* Given request:
Pull out each line below that contains the string "query", and copy those lines in the order they appear.

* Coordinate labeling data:
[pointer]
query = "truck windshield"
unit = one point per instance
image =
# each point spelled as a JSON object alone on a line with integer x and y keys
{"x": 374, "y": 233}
...
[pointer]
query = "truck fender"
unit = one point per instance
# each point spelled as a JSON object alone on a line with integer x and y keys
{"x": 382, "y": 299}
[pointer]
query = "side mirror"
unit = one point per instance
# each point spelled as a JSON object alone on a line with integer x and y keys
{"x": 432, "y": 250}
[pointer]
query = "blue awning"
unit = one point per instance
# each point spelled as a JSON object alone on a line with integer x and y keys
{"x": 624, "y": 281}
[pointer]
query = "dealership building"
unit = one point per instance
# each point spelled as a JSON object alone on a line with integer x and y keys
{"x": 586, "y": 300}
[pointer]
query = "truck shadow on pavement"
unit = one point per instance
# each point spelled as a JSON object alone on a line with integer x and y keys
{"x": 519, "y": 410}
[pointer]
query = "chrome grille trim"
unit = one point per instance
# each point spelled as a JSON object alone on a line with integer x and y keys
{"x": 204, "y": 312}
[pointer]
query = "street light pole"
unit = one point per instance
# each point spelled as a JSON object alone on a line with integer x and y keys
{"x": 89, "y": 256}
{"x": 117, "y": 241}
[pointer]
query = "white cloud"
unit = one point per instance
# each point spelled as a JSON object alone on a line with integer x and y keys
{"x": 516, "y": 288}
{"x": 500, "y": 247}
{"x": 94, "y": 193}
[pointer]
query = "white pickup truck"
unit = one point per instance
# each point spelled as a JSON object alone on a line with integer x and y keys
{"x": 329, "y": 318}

* Answer to the task:
query = "truck windshield"
query = "truck fender"
query = "side mirror"
query = "blue awning"
query = "dealership building"
query = "truck shadow on pavement"
query = "chrome grille trim"
query = "street light pole"
query = "white cloud"
query = "white pickup truck"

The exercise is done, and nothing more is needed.